TEXT EXTRACT:
◇ ◇ ◇ ◇ ◇ ◇ ◇

Pattern Matching problem!

Francis Sylvester

unread,

Nov 14, 2005, 6:01:52 PM11/14/05

to

Hi,

I'm a Perl newbie and am having a nightmare trying to get the code below
working. I'm trying to fetch a webpage and if a link within the page matches
the search criterion - return the text after the link. It doesn't seem to be
working and I'm wondering if it's because the pattern match is within the
while loop. If anybody can shed some light I'd be eternally grateful!

◇ ◇ ◇ ◇ ◇ ◇ ◇

WRITTEN TASKS:
[1] Rewrite the forum post starting with "I'm a Perl newbie" and going on through "be eternally grateful!", replacing "while loop" with "for loop".
[2] Pick out every line of the records that contains the string "wheel", treating uppercase and lowercase as different.
The forum post and the records have no connection to each other.

RECORD EXCERPTS:
◇ ◇ ◇ ◇ ◇ ◇ ◇

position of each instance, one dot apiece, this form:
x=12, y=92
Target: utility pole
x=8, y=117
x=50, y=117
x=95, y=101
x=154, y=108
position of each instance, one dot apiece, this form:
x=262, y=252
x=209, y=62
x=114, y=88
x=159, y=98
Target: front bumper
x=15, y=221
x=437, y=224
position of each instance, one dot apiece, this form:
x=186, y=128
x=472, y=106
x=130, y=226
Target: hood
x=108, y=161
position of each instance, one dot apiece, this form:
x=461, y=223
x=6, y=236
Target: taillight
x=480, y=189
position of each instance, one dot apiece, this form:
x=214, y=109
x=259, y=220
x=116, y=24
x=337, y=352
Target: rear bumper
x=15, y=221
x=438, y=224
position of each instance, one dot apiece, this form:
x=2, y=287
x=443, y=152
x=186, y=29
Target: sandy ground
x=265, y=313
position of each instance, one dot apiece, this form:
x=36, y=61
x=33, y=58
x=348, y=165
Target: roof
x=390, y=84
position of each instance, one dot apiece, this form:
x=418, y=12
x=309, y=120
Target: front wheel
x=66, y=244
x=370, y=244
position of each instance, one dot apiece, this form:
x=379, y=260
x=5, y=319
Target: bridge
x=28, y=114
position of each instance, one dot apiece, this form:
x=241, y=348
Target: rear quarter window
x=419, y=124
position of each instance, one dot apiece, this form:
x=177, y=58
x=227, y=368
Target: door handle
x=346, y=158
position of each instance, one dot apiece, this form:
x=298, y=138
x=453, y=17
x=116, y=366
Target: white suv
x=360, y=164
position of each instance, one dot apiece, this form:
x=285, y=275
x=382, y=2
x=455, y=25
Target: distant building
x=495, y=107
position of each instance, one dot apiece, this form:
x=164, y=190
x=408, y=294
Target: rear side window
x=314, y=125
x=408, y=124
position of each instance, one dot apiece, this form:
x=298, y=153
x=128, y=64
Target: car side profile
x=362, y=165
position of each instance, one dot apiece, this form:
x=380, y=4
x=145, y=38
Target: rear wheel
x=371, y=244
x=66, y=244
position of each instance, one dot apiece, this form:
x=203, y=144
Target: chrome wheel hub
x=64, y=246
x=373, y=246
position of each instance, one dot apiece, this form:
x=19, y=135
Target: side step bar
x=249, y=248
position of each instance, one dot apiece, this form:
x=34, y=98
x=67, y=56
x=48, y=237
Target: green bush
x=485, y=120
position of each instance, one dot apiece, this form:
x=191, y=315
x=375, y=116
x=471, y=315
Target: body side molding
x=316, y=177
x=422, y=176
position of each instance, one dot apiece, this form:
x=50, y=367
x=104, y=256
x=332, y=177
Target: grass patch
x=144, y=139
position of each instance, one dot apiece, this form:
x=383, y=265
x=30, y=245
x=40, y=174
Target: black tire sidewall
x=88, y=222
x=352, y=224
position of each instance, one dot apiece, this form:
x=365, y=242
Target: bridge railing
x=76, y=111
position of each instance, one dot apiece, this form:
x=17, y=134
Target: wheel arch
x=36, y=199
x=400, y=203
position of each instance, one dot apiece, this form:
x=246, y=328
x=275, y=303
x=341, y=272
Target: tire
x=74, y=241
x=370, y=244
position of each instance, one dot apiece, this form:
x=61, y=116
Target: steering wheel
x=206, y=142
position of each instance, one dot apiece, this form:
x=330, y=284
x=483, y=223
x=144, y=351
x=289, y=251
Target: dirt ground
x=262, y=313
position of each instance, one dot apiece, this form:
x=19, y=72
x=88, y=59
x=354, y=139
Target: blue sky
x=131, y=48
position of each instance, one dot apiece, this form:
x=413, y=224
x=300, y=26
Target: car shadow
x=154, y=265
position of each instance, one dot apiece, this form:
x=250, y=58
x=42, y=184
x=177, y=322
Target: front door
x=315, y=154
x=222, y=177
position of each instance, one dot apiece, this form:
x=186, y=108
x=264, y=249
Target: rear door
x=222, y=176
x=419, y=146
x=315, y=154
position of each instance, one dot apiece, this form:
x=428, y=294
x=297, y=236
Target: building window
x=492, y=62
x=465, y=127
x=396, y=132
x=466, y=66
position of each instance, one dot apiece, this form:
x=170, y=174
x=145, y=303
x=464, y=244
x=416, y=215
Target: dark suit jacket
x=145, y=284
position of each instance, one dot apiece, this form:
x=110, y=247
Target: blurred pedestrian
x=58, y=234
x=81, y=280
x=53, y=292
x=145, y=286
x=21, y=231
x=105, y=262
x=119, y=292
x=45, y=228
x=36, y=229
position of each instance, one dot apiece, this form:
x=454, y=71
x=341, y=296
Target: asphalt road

◇ ◇ ◇ ◇ ◇ ◇ ◇

SOLUTIONS TO THE TASKS:
[1]
I'm a Perl newbie and am having a nightmare trying to get the code below
working. I'm trying to fetch a webpage and if a link within the page matches
the search criterion - return the text after the link. It doesn't seem to be
working and I'm wondering if it's because the pattern match is within the
for loop. If anybody can shed some light I'd be eternally grateful!

[2]
Target: front wheel
Target: rear wheel
Target: chrome wheel hub
Target: wheel arch
Target: steering wheel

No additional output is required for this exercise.